• Problem description:
Transcribe all the entries word for word, omitting any pictures they contain.

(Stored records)

((

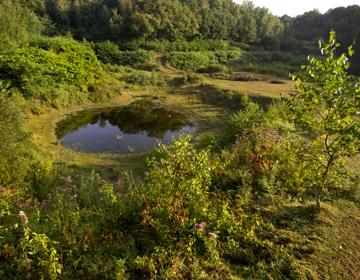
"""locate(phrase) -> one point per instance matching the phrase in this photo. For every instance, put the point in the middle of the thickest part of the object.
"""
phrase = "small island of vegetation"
(266, 188)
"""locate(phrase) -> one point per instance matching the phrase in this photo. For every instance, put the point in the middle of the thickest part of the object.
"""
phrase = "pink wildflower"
(66, 179)
(23, 217)
(212, 235)
(199, 227)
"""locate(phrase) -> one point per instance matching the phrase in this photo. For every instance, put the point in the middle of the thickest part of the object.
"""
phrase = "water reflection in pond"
(121, 130)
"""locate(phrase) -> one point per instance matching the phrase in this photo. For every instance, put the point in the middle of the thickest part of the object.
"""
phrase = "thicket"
(108, 52)
(16, 146)
(185, 61)
(42, 67)
(165, 46)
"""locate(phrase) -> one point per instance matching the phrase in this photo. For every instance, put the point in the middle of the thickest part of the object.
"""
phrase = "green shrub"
(134, 57)
(228, 56)
(191, 78)
(48, 63)
(164, 46)
(106, 52)
(185, 61)
(241, 97)
(15, 142)
(213, 68)
(147, 66)
(114, 68)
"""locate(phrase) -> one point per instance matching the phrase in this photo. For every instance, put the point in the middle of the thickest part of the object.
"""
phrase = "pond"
(135, 128)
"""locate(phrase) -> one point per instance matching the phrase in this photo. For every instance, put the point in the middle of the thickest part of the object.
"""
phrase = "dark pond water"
(122, 130)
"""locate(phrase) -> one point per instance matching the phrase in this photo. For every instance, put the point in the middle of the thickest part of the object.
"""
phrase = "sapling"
(326, 106)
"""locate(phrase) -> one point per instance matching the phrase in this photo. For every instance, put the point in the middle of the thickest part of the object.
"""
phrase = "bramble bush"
(46, 64)
(16, 146)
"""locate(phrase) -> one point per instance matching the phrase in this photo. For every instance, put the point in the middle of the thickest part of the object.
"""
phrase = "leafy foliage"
(326, 106)
(15, 142)
(47, 62)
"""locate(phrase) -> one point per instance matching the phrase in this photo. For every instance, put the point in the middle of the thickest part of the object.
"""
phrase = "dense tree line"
(312, 26)
(115, 20)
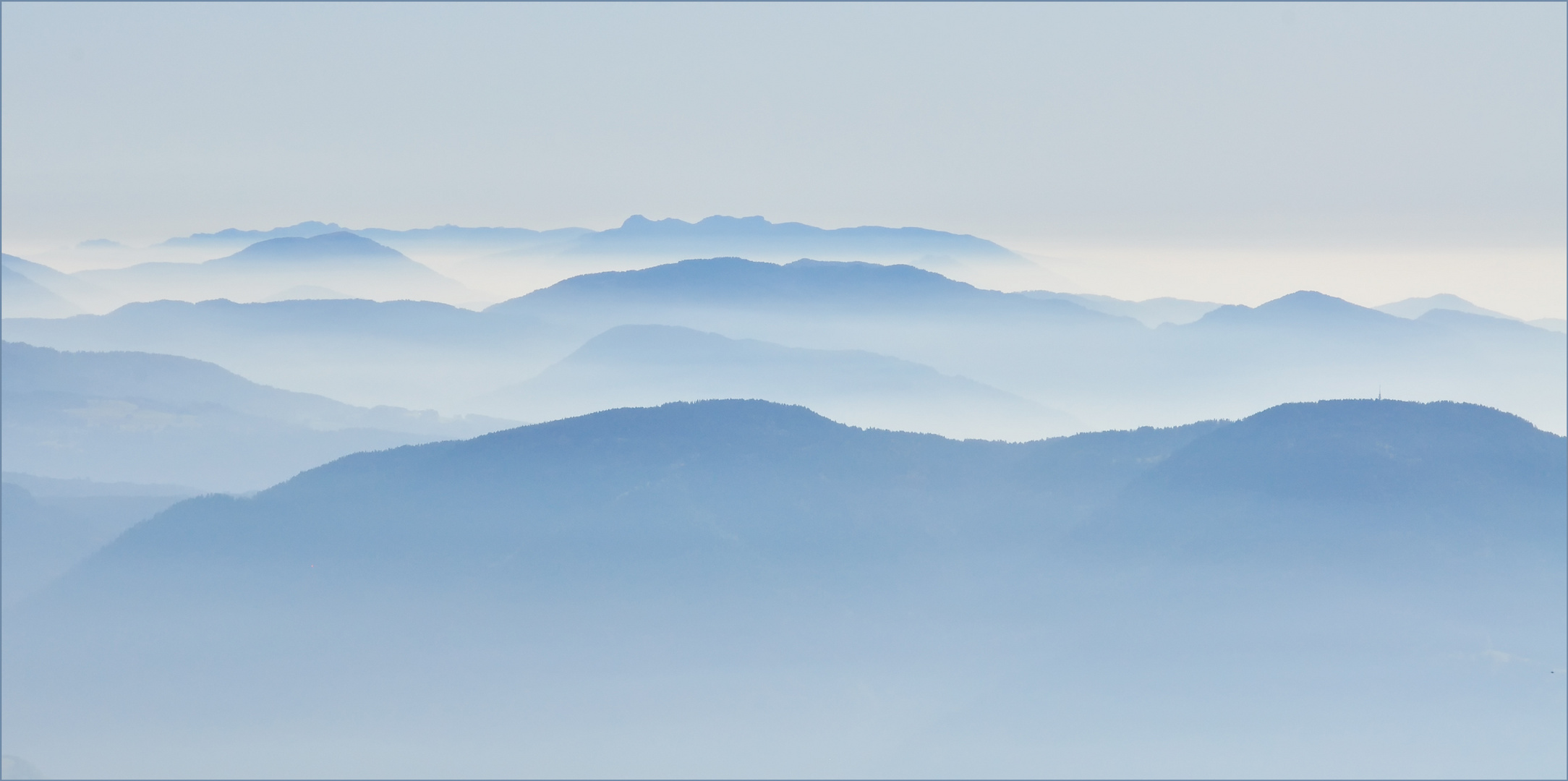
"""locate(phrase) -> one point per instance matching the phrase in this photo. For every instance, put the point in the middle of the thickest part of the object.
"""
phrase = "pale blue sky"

))

• Result below:
"""locate(phrase) -> one point per instance matching the phrase in this photo. For every instance, put the point in the middle of the thickest part of the object.
"""
phrase = "small island of vegetation"
(266, 188)
"""locate(phrase) -> one point per instance matching the phrase in this photo. For every instance, put the point in the middle of the thickest part of the object.
"""
phrase = "pink wildflower"
(66, 179)
(23, 217)
(212, 235)
(199, 227)
"""locate(phrase) -> one point per instance matching the phrase in this photo. For every instance, put the point in the middle of the thickest part of the object.
"""
phrase = "water reflection in pond"
(121, 130)
"""locate(phrase) -> one point per instance matching the phrase in this photo. For every instance, put the point in the middle of the thickest part of the object.
"""
phrase = "thicket"
(108, 52)
(16, 146)
(185, 61)
(42, 67)
(165, 46)
"""locate(phrase) -> one point per instance matching the phrase in this photo. For every instance, put the point in the middle of the thickest part of the object.
"""
phrase = "green shrub"
(134, 57)
(228, 56)
(191, 78)
(48, 63)
(164, 46)
(106, 52)
(185, 61)
(241, 97)
(15, 142)
(213, 68)
(147, 66)
(114, 68)
"""locate(phrase) -> one point per instance matching the phrase in this photo. For every instance, put the point in the middle of the thickest part of the object.
"""
phrase = "pond"
(135, 128)
"""locate(phrase) -> one point per instance matching the phrase in this photo. For every instance, put the point in the middle of the thickest part of the object.
"""
phrase = "dark pond water"
(122, 130)
"""locate(phrase) -> one point per instance matching the phrase in this photo. For every instance, put the point in the middle of the thickest part of the object.
"""
phrase = "sapling"
(326, 106)
"""locate(phrase) -> one point per instance matching the phrase in this photo. For every instance, put the point in the middle of the thickest part of the object.
"""
phrase = "bramble bush"
(46, 64)
(16, 146)
"""locate(phrase) -> one point per instance matching the phrase in this photo. For every instance, put the point in the middle of the thickest part of the object.
"""
phrase = "leafy foliage"
(326, 106)
(15, 142)
(47, 62)
"""locate(phrase) -> one point per instance matching the phrase in this photo. For every instance, put the point in the middle of the thickest part of the object.
"""
phrase = "dense tree line"
(312, 26)
(115, 20)
"""locate(phrase) -> one point per instance matching the phrase in this photo. For every instance, put the point in the middle of the thickest part of the object.
"""
phrase = "pale blue sky"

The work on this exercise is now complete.